PROBLEM TO WORK ON >>
Your answer must be the lines from the first record through the line that contains "search: blue sky", copied exactly and without any pictures.

RECORDED DATA >>
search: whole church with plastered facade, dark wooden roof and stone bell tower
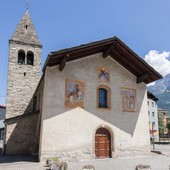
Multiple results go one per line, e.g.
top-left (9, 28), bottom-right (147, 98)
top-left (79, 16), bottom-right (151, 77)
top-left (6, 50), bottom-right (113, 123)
top-left (5, 9), bottom-right (162, 160)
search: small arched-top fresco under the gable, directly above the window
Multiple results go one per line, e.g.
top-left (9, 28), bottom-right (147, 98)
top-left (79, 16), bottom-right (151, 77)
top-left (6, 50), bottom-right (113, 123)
top-left (98, 67), bottom-right (110, 83)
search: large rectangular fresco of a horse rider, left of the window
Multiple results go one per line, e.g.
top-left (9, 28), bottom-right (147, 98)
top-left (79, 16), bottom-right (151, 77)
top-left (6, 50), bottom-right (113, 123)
top-left (65, 79), bottom-right (85, 107)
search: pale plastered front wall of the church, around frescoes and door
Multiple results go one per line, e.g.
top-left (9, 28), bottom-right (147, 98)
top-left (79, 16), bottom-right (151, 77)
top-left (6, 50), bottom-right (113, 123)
top-left (40, 53), bottom-right (149, 161)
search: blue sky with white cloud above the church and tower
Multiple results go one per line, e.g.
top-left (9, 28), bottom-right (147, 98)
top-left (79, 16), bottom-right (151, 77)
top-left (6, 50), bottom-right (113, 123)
top-left (0, 0), bottom-right (170, 104)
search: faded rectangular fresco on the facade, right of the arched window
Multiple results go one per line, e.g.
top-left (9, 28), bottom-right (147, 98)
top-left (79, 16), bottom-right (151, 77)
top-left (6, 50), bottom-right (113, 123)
top-left (121, 88), bottom-right (136, 112)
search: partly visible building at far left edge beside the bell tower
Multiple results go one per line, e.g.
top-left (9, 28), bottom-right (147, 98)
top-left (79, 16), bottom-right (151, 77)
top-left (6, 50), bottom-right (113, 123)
top-left (0, 105), bottom-right (6, 148)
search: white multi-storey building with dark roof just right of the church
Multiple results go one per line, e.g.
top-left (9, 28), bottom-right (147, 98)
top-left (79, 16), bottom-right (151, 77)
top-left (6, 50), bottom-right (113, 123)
top-left (147, 92), bottom-right (159, 141)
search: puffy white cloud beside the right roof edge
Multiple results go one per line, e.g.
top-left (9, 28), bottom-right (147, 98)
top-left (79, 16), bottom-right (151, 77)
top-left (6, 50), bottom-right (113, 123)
top-left (144, 50), bottom-right (170, 76)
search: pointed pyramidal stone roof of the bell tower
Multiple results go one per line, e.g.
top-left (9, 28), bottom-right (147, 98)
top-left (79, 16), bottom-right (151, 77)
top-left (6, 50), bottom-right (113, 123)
top-left (12, 10), bottom-right (41, 45)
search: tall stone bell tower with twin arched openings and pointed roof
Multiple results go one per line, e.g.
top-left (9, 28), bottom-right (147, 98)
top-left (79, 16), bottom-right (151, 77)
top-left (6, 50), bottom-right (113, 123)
top-left (6, 10), bottom-right (42, 119)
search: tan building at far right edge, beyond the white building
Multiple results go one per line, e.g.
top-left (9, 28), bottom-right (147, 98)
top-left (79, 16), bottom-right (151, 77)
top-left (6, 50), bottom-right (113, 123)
top-left (158, 108), bottom-right (169, 137)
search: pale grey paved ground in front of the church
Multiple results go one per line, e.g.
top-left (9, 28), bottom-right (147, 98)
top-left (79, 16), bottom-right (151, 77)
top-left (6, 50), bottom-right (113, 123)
top-left (0, 145), bottom-right (170, 170)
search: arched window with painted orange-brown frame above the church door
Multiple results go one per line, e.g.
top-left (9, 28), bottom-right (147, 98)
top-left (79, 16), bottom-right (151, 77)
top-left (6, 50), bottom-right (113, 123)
top-left (97, 86), bottom-right (111, 109)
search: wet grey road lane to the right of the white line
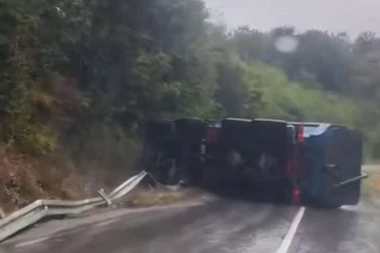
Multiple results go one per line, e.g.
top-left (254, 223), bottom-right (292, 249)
top-left (289, 202), bottom-right (380, 253)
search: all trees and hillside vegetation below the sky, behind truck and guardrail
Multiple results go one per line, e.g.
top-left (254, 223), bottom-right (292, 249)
top-left (0, 0), bottom-right (380, 209)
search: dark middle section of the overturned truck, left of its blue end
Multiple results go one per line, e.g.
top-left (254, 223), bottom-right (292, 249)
top-left (203, 119), bottom-right (295, 204)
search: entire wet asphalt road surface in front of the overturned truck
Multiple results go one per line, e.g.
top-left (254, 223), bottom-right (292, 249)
top-left (0, 197), bottom-right (380, 253)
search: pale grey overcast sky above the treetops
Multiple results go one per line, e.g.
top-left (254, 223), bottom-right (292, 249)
top-left (204, 0), bottom-right (380, 37)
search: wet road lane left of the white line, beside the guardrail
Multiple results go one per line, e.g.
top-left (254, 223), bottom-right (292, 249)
top-left (4, 201), bottom-right (298, 253)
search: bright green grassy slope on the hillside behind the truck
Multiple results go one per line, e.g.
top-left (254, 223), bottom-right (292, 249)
top-left (240, 63), bottom-right (357, 126)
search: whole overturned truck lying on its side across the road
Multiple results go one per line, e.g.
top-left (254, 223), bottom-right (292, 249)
top-left (142, 118), bottom-right (365, 208)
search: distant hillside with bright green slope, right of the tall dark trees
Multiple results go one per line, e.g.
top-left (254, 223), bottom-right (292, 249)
top-left (221, 24), bottom-right (380, 157)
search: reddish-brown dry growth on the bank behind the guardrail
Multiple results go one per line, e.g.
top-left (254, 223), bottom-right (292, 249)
top-left (0, 151), bottom-right (86, 213)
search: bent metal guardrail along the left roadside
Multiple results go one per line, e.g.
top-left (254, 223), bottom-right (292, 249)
top-left (0, 171), bottom-right (148, 242)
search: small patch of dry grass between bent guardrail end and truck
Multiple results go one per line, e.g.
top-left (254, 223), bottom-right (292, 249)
top-left (124, 187), bottom-right (201, 207)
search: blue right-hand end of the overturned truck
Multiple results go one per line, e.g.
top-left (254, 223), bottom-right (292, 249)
top-left (290, 123), bottom-right (366, 207)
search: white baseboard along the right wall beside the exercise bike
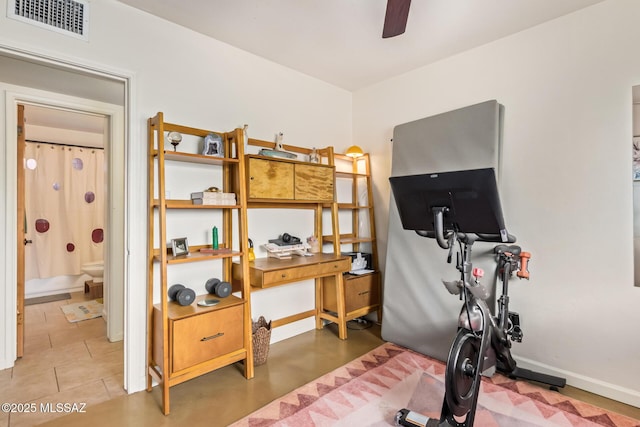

OUTPUT >>
search: whole church with plastered facade, dark wooden roof and stone bell tower
Multiple results go one per line, e.g.
top-left (9, 28), bottom-right (147, 98)
top-left (79, 16), bottom-right (151, 77)
top-left (6, 50), bottom-right (113, 123)
top-left (5, 9), bottom-right (162, 160)
search: small arched-top fresco under the gable, directly above the window
Multiple results go one per line, e.g.
top-left (9, 28), bottom-right (147, 98)
top-left (79, 16), bottom-right (151, 77)
top-left (6, 50), bottom-right (113, 123)
top-left (98, 67), bottom-right (110, 83)
search: large rectangular fresco of a horse rider, left of the window
Multiple results go one per line, e.g.
top-left (9, 28), bottom-right (147, 98)
top-left (79, 16), bottom-right (151, 77)
top-left (6, 50), bottom-right (113, 123)
top-left (65, 79), bottom-right (85, 107)
search: pale plastered front wall of the church, around frescoes and door
Multiple results go one per line, e.g.
top-left (9, 28), bottom-right (147, 98)
top-left (79, 16), bottom-right (151, 77)
top-left (6, 50), bottom-right (113, 123)
top-left (40, 53), bottom-right (149, 161)
search: blue sky with white cloud above the church and tower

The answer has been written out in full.